(Collected data)

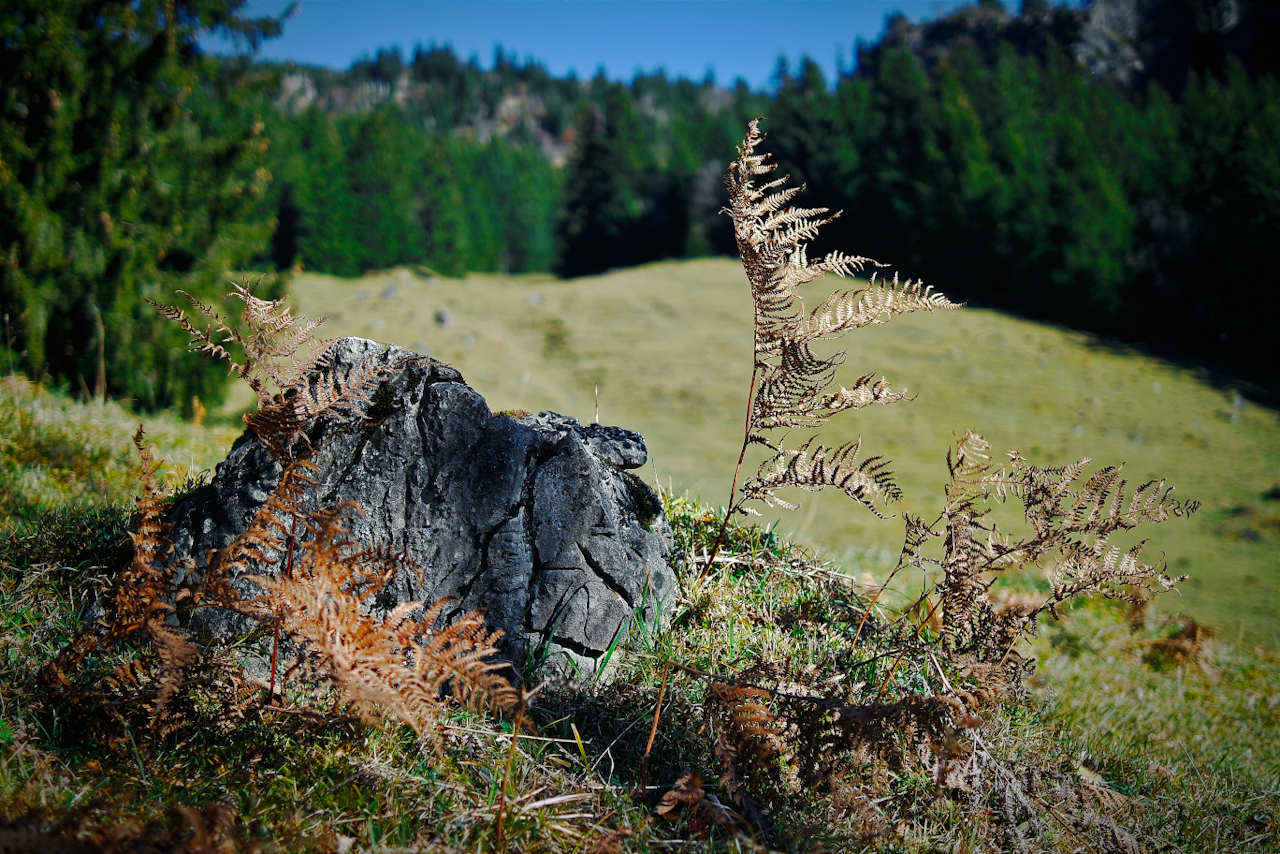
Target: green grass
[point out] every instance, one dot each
(668, 346)
(1171, 753)
(55, 451)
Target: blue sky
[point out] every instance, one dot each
(685, 37)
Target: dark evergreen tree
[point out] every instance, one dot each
(128, 168)
(599, 206)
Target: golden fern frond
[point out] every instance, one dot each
(791, 387)
(876, 304)
(867, 482)
(275, 334)
(398, 665)
(461, 658)
(270, 343)
(749, 741)
(1066, 520)
(176, 652)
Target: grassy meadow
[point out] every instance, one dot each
(668, 348)
(1148, 717)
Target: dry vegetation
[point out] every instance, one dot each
(787, 708)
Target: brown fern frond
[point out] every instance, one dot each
(176, 653)
(791, 387)
(749, 741)
(867, 482)
(400, 665)
(1069, 523)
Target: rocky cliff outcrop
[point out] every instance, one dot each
(535, 519)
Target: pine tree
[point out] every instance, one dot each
(128, 167)
(599, 205)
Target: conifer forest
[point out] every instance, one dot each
(981, 150)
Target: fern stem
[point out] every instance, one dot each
(737, 471)
(653, 730)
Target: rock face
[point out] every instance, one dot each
(534, 519)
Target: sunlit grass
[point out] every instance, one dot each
(668, 347)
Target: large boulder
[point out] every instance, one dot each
(534, 519)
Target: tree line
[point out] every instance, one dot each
(990, 161)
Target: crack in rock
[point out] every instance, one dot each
(536, 520)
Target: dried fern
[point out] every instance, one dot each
(791, 387)
(400, 663)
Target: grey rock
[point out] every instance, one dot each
(536, 519)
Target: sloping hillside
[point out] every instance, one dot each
(668, 347)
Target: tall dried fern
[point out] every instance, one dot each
(792, 387)
(1070, 524)
(400, 663)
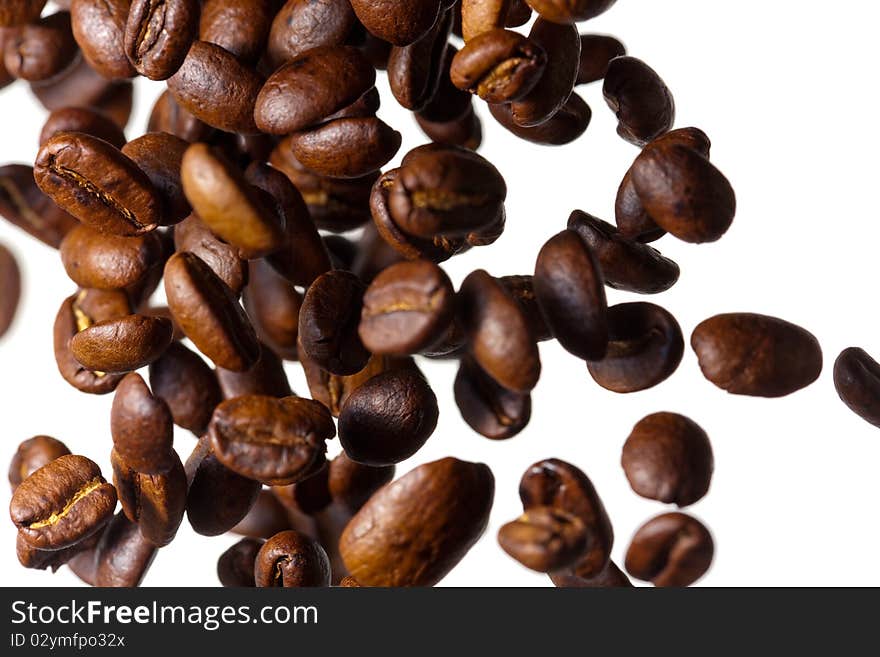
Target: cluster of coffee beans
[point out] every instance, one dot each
(264, 148)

WHAT NEEDS TO BE DONE. Return the complete data unchanged and include none of the pictures.

TASK SOLUTION.
Target: green grass
[point out] every instance, one dot each
(668, 346)
(1171, 753)
(55, 451)
Target: blue sky
[point out] every instance, one dot each
(685, 37)
Target: dark evergreen tree
[point out] every instance, one dot each
(128, 168)
(599, 206)
Target: golden fern frond
[point out] every instance, one dot each
(791, 387)
(876, 304)
(867, 482)
(275, 334)
(398, 665)
(461, 658)
(270, 343)
(749, 741)
(1066, 520)
(176, 652)
Target: grassy meadow
[point out] every instance, one dot each
(668, 348)
(1148, 717)
Target: dry vegetation
[point out] every instance, one dot each
(787, 708)
Target: brown fern frond
[point out] every instance, one dot each
(176, 653)
(791, 387)
(749, 741)
(867, 482)
(400, 665)
(1069, 523)
Target: rocky cliff outcrop
[point out] every instance, one dot each
(535, 519)
Target: pine tree
[point out] every instance, one dot each
(128, 167)
(599, 205)
Target: conifer forest
[point out] every instance, one dot each
(981, 150)
Target: fern stem
[point out] every instance, one dot each
(737, 471)
(653, 730)
Target: rock face
[point out] every instance, one dot each
(534, 519)
Target: sunlit grass
[point out] every instance, one dot each
(668, 347)
Target: large boulder
[point out] every instance, one dot each
(534, 519)
Target: tree line
[point out] every instance, one dot each
(990, 161)
Target: crack in rock
[point out] every instance, one dot each
(536, 520)
Target: dried fern
[point out] every instance, one dot each
(791, 387)
(400, 663)
Target: grey rock
[point out] every instance, one dot each
(536, 519)
Target: sloping hillside
[point out] every instance, one dot each
(668, 347)
Target: tall dried fern
[point out] every instance, one dot each
(792, 387)
(1070, 524)
(400, 663)
Target: cluster of coffee beans
[point out] every instance, one dot each
(264, 148)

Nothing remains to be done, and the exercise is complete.